**What the task requires**
Begin at the line below that contains "The response MUST carry one point per instance of the stone". Repeat it and all remaining lines of the records exactly.

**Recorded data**
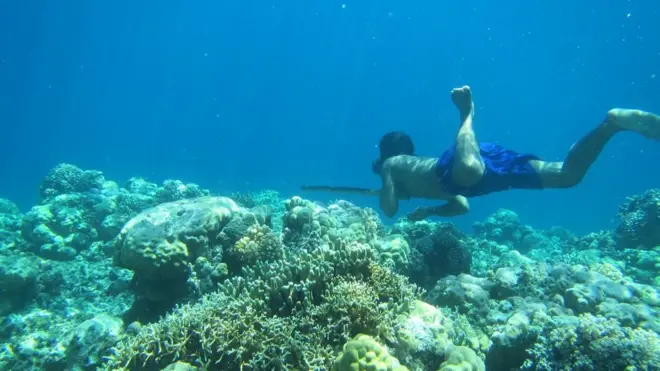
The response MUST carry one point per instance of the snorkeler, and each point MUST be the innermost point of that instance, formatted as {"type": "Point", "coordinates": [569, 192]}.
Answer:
{"type": "Point", "coordinates": [470, 168]}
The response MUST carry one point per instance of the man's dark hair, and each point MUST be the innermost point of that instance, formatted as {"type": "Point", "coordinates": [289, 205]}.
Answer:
{"type": "Point", "coordinates": [393, 144]}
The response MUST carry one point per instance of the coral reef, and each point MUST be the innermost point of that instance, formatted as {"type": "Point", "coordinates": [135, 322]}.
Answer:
{"type": "Point", "coordinates": [153, 277]}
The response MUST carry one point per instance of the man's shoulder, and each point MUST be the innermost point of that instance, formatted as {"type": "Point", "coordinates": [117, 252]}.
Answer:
{"type": "Point", "coordinates": [407, 162]}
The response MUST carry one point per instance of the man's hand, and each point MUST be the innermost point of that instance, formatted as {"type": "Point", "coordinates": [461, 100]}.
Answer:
{"type": "Point", "coordinates": [420, 213]}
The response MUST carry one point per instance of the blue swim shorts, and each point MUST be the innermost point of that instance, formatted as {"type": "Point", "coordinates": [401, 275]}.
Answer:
{"type": "Point", "coordinates": [504, 169]}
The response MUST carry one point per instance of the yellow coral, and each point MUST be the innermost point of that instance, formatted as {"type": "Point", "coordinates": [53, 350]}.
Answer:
{"type": "Point", "coordinates": [257, 243]}
{"type": "Point", "coordinates": [462, 358]}
{"type": "Point", "coordinates": [365, 353]}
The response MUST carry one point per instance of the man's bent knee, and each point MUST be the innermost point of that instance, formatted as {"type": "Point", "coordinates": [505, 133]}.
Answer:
{"type": "Point", "coordinates": [468, 172]}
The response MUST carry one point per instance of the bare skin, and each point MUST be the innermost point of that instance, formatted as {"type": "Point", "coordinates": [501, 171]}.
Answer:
{"type": "Point", "coordinates": [406, 177]}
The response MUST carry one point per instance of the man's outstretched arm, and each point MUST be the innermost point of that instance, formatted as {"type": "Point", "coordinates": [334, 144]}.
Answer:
{"type": "Point", "coordinates": [457, 206]}
{"type": "Point", "coordinates": [389, 202]}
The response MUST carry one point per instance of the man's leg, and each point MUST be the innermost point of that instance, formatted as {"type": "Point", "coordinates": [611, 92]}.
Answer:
{"type": "Point", "coordinates": [468, 167]}
{"type": "Point", "coordinates": [585, 151]}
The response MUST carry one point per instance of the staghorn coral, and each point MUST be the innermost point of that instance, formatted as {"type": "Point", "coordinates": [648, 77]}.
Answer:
{"type": "Point", "coordinates": [594, 343]}
{"type": "Point", "coordinates": [277, 315]}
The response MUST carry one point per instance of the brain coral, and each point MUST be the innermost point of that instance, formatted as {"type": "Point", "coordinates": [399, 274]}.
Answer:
{"type": "Point", "coordinates": [164, 240]}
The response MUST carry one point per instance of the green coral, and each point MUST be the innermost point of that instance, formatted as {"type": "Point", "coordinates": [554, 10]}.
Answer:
{"type": "Point", "coordinates": [594, 343]}
{"type": "Point", "coordinates": [462, 358]}
{"type": "Point", "coordinates": [364, 353]}
{"type": "Point", "coordinates": [394, 252]}
{"type": "Point", "coordinates": [259, 243]}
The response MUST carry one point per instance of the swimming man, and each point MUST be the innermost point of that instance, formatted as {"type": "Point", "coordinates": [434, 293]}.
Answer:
{"type": "Point", "coordinates": [470, 168]}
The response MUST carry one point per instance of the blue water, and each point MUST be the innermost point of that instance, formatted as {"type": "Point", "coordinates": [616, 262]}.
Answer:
{"type": "Point", "coordinates": [245, 95]}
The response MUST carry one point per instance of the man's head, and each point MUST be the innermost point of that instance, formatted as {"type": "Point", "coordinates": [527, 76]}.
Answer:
{"type": "Point", "coordinates": [392, 144]}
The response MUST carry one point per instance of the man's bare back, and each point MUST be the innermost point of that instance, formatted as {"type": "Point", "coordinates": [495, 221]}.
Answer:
{"type": "Point", "coordinates": [472, 169]}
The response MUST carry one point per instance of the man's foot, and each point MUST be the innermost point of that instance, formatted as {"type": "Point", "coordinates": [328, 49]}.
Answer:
{"type": "Point", "coordinates": [644, 123]}
{"type": "Point", "coordinates": [462, 98]}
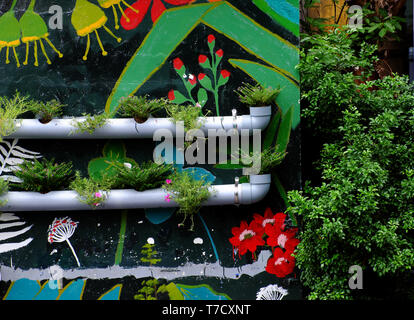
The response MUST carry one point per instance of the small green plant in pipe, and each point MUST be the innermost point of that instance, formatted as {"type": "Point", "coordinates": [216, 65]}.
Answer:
{"type": "Point", "coordinates": [140, 108]}
{"type": "Point", "coordinates": [46, 111]}
{"type": "Point", "coordinates": [44, 175]}
{"type": "Point", "coordinates": [144, 176]}
{"type": "Point", "coordinates": [91, 192]}
{"type": "Point", "coordinates": [257, 95]}
{"type": "Point", "coordinates": [189, 193]}
{"type": "Point", "coordinates": [91, 122]}
{"type": "Point", "coordinates": [4, 188]}
{"type": "Point", "coordinates": [188, 116]}
{"type": "Point", "coordinates": [10, 110]}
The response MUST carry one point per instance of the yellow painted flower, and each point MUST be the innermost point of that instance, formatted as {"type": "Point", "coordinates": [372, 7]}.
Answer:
{"type": "Point", "coordinates": [111, 3]}
{"type": "Point", "coordinates": [10, 33]}
{"type": "Point", "coordinates": [88, 18]}
{"type": "Point", "coordinates": [34, 29]}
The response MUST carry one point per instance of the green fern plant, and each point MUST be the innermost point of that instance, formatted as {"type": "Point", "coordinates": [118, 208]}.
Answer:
{"type": "Point", "coordinates": [188, 116]}
{"type": "Point", "coordinates": [91, 122]}
{"type": "Point", "coordinates": [257, 95]}
{"type": "Point", "coordinates": [145, 176]}
{"type": "Point", "coordinates": [91, 192]}
{"type": "Point", "coordinates": [10, 110]}
{"type": "Point", "coordinates": [4, 188]}
{"type": "Point", "coordinates": [44, 175]}
{"type": "Point", "coordinates": [140, 108]}
{"type": "Point", "coordinates": [189, 193]}
{"type": "Point", "coordinates": [46, 111]}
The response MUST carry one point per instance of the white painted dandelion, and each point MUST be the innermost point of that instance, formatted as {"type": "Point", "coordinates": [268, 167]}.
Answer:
{"type": "Point", "coordinates": [271, 292]}
{"type": "Point", "coordinates": [61, 230]}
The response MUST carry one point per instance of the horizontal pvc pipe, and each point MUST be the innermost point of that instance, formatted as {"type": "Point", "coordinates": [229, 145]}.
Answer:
{"type": "Point", "coordinates": [67, 200]}
{"type": "Point", "coordinates": [129, 129]}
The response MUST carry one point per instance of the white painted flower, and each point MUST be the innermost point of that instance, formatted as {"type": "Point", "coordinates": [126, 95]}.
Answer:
{"type": "Point", "coordinates": [198, 241]}
{"type": "Point", "coordinates": [271, 292]}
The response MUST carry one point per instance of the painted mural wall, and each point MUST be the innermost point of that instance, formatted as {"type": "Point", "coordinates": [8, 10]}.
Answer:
{"type": "Point", "coordinates": [88, 54]}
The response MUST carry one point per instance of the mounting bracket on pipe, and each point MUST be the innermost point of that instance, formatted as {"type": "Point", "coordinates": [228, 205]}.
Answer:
{"type": "Point", "coordinates": [248, 193]}
{"type": "Point", "coordinates": [127, 128]}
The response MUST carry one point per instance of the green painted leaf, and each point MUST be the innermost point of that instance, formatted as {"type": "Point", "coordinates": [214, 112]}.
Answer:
{"type": "Point", "coordinates": [179, 98]}
{"type": "Point", "coordinates": [168, 32]}
{"type": "Point", "coordinates": [112, 151]}
{"type": "Point", "coordinates": [267, 76]}
{"type": "Point", "coordinates": [222, 17]}
{"type": "Point", "coordinates": [202, 97]}
{"type": "Point", "coordinates": [255, 39]}
{"type": "Point", "coordinates": [244, 179]}
{"type": "Point", "coordinates": [271, 130]}
{"type": "Point", "coordinates": [283, 134]}
{"type": "Point", "coordinates": [289, 25]}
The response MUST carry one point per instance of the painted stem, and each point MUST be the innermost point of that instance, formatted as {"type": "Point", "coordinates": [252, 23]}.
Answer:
{"type": "Point", "coordinates": [120, 248]}
{"type": "Point", "coordinates": [283, 194]}
{"type": "Point", "coordinates": [73, 252]}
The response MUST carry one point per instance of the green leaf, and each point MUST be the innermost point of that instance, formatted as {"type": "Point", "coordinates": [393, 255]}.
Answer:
{"type": "Point", "coordinates": [252, 37]}
{"type": "Point", "coordinates": [202, 97]}
{"type": "Point", "coordinates": [144, 62]}
{"type": "Point", "coordinates": [112, 152]}
{"type": "Point", "coordinates": [271, 131]}
{"type": "Point", "coordinates": [266, 76]}
{"type": "Point", "coordinates": [382, 32]}
{"type": "Point", "coordinates": [283, 134]}
{"type": "Point", "coordinates": [289, 25]}
{"type": "Point", "coordinates": [221, 16]}
{"type": "Point", "coordinates": [179, 98]}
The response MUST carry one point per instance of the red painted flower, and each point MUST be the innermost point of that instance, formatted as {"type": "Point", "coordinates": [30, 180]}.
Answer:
{"type": "Point", "coordinates": [281, 263]}
{"type": "Point", "coordinates": [192, 79]}
{"type": "Point", "coordinates": [142, 6]}
{"type": "Point", "coordinates": [269, 219]}
{"type": "Point", "coordinates": [202, 59]}
{"type": "Point", "coordinates": [171, 95]}
{"type": "Point", "coordinates": [220, 53]}
{"type": "Point", "coordinates": [246, 237]}
{"type": "Point", "coordinates": [177, 63]}
{"type": "Point", "coordinates": [281, 238]}
{"type": "Point", "coordinates": [225, 74]}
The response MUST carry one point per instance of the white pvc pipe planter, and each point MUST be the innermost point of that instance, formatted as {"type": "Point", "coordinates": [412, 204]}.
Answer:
{"type": "Point", "coordinates": [129, 129]}
{"type": "Point", "coordinates": [228, 194]}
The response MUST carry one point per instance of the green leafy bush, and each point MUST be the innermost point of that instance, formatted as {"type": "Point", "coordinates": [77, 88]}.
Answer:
{"type": "Point", "coordinates": [332, 69]}
{"type": "Point", "coordinates": [10, 110]}
{"type": "Point", "coordinates": [91, 192]}
{"type": "Point", "coordinates": [363, 212]}
{"type": "Point", "coordinates": [91, 122]}
{"type": "Point", "coordinates": [44, 175]}
{"type": "Point", "coordinates": [140, 108]}
{"type": "Point", "coordinates": [257, 95]}
{"type": "Point", "coordinates": [145, 176]}
{"type": "Point", "coordinates": [4, 188]}
{"type": "Point", "coordinates": [46, 111]}
{"type": "Point", "coordinates": [189, 193]}
{"type": "Point", "coordinates": [188, 116]}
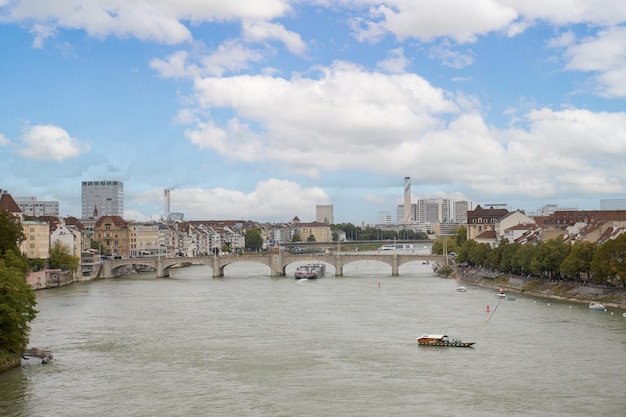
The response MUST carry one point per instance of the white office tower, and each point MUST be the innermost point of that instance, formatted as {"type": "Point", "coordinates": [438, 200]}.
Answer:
{"type": "Point", "coordinates": [460, 211]}
{"type": "Point", "coordinates": [102, 198]}
{"type": "Point", "coordinates": [324, 213]}
{"type": "Point", "coordinates": [611, 204]}
{"type": "Point", "coordinates": [30, 206]}
{"type": "Point", "coordinates": [407, 200]}
{"type": "Point", "coordinates": [383, 217]}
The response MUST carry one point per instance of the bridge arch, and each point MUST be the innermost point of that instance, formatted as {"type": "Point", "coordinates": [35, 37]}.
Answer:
{"type": "Point", "coordinates": [276, 262]}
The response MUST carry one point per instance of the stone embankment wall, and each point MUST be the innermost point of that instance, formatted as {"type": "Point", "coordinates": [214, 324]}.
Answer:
{"type": "Point", "coordinates": [558, 290]}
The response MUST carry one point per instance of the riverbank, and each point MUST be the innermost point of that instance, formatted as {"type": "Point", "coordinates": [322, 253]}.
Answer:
{"type": "Point", "coordinates": [9, 360]}
{"type": "Point", "coordinates": [556, 290]}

**Expected answer**
The response MUST carry one point per instance of the stone embankment wall, and each point MUST be the innermost point of that instance, formatted as {"type": "Point", "coordinates": [214, 324]}.
Answer:
{"type": "Point", "coordinates": [558, 290]}
The response MUST carry one point per instance of the riverbank, and each point MUST be the innermost point of that instance, formatted as {"type": "Point", "coordinates": [322, 253]}.
Answer:
{"type": "Point", "coordinates": [9, 360]}
{"type": "Point", "coordinates": [556, 290]}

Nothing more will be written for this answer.